* [Written instruction]: How many of the lines below contain the word "squeegee"? Reply with the number alone.

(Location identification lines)
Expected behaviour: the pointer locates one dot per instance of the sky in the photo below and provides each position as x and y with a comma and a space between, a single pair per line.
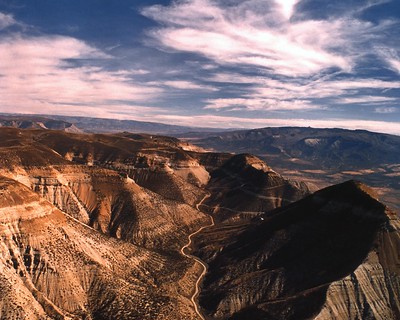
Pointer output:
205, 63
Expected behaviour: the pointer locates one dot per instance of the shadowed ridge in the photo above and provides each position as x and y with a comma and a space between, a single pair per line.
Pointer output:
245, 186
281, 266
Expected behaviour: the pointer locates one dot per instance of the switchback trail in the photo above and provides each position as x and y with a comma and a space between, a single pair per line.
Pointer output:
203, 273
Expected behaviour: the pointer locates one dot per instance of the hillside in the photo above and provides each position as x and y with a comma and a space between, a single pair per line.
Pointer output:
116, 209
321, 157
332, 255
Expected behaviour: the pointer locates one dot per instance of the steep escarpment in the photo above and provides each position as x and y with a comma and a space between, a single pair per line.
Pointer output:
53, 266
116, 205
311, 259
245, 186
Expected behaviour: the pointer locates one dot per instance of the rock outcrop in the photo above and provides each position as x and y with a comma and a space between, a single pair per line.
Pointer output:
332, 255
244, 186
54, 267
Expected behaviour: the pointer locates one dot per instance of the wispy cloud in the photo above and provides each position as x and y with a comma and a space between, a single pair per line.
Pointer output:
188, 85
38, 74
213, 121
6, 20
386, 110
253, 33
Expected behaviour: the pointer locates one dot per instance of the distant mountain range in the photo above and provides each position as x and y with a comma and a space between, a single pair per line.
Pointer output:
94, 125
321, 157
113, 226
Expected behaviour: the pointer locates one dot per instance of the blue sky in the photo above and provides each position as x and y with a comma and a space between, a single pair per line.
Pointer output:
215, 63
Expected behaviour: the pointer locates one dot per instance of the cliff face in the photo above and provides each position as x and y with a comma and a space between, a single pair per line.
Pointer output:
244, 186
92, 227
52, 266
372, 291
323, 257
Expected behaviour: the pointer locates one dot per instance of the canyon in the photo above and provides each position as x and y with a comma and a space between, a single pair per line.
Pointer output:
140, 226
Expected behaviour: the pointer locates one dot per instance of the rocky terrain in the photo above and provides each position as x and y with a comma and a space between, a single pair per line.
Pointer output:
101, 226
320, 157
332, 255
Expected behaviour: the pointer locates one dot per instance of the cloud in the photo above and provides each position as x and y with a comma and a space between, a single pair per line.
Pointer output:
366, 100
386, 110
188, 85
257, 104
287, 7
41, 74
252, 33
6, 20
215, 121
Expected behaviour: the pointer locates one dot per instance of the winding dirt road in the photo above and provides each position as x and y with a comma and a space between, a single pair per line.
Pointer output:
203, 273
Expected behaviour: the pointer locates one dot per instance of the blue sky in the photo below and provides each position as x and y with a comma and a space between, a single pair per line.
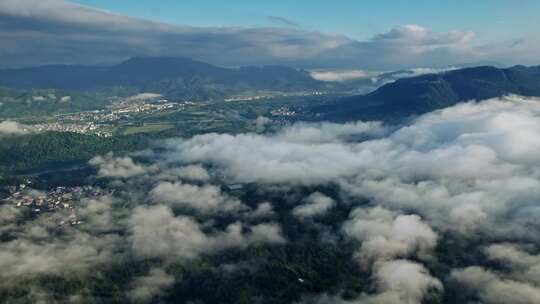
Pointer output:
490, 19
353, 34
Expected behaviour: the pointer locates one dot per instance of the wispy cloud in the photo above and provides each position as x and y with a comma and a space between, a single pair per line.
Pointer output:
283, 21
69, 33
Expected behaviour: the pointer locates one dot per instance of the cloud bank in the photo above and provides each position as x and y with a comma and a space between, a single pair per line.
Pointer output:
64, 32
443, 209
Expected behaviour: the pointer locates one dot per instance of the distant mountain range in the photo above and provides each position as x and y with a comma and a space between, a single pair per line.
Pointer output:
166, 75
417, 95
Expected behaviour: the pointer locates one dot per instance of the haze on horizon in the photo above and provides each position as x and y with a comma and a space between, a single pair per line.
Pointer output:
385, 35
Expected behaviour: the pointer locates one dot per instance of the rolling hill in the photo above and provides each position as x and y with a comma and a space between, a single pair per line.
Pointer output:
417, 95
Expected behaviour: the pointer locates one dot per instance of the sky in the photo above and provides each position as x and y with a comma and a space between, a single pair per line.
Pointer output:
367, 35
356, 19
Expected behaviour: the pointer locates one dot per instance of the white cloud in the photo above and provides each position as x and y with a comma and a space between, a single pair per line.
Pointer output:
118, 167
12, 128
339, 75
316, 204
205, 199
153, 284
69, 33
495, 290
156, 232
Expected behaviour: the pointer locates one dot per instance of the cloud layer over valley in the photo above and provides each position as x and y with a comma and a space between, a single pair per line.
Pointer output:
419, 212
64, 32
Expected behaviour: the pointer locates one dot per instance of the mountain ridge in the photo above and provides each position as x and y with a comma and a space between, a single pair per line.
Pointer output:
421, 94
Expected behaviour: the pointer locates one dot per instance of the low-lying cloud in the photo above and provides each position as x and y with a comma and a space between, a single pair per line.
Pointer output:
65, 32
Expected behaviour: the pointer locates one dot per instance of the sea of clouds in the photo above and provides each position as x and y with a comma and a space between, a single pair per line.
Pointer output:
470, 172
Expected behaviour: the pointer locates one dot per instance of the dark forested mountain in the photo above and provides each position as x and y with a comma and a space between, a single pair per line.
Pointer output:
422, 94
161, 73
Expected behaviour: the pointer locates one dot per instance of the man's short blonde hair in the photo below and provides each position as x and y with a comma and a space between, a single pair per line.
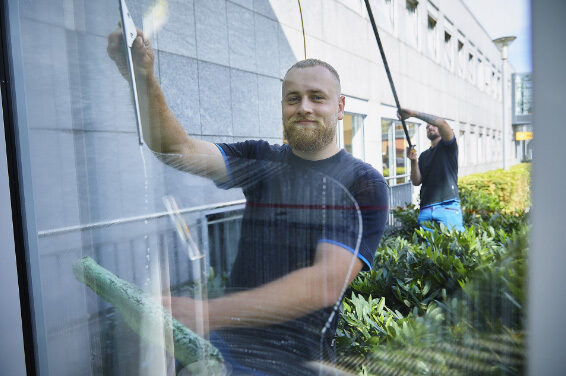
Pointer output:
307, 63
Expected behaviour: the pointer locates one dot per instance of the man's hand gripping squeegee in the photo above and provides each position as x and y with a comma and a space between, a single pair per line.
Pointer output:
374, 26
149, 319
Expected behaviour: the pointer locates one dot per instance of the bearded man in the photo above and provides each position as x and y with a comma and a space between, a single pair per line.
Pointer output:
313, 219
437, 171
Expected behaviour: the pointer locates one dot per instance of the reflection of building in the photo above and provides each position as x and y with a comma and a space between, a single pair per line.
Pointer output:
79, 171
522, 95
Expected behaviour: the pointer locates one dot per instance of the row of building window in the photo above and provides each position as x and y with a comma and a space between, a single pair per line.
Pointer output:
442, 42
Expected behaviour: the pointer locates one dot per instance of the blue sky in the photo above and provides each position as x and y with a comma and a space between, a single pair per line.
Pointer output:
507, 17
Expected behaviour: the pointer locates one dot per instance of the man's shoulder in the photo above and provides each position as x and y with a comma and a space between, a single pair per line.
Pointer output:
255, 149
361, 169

* * *

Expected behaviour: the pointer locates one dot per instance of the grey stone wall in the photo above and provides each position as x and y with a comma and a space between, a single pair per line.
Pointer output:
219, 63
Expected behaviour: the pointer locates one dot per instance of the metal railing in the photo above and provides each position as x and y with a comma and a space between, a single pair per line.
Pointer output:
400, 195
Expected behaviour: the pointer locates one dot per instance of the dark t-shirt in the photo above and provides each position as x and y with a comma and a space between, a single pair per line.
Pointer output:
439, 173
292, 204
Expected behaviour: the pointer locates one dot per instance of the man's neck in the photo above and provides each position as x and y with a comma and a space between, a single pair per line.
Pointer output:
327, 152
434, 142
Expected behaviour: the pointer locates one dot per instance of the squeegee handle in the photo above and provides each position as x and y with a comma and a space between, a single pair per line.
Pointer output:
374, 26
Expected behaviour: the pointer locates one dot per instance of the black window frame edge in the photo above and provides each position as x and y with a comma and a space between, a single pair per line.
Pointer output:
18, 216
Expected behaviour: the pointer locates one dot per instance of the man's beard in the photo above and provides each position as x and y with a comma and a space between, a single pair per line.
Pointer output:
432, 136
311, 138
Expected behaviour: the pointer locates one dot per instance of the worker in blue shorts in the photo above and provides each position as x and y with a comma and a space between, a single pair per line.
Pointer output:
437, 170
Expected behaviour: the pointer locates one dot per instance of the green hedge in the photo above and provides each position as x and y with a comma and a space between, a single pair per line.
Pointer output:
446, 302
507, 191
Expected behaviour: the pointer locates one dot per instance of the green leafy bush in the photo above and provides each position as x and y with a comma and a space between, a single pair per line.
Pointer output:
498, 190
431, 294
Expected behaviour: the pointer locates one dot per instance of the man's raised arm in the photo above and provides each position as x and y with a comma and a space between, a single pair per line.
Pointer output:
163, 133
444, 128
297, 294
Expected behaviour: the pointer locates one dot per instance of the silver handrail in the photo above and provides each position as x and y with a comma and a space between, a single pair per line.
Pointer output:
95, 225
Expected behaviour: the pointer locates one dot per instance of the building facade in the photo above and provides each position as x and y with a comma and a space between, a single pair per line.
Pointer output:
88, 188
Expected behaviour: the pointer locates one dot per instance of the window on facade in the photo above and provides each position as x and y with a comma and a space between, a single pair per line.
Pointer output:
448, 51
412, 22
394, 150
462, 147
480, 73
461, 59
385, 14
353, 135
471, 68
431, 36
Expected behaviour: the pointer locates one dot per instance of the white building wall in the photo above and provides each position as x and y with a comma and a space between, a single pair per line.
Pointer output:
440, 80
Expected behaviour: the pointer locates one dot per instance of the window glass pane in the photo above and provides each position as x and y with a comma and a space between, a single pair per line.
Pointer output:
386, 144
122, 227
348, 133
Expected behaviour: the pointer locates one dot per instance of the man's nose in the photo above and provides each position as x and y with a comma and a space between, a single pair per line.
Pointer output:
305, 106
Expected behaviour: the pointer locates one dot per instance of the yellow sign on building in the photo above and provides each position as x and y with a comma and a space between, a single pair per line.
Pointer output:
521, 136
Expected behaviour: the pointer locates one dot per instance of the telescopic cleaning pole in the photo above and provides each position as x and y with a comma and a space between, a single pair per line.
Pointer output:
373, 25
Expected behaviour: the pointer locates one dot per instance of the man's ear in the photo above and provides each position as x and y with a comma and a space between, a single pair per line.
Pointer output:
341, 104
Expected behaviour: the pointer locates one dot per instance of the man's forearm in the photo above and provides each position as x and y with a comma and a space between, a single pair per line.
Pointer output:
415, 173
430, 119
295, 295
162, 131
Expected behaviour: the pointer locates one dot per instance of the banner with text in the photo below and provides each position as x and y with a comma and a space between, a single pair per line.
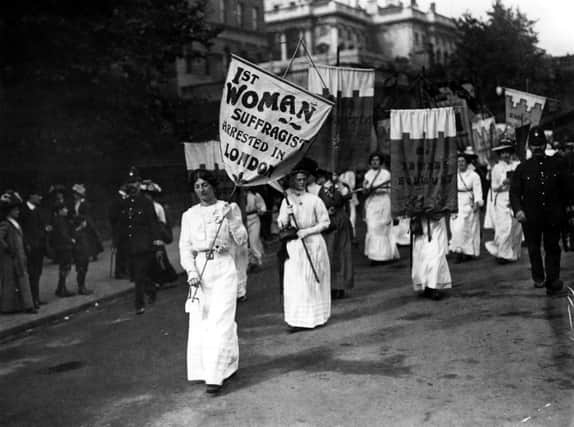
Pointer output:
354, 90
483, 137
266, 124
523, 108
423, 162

* [Written reply]: 2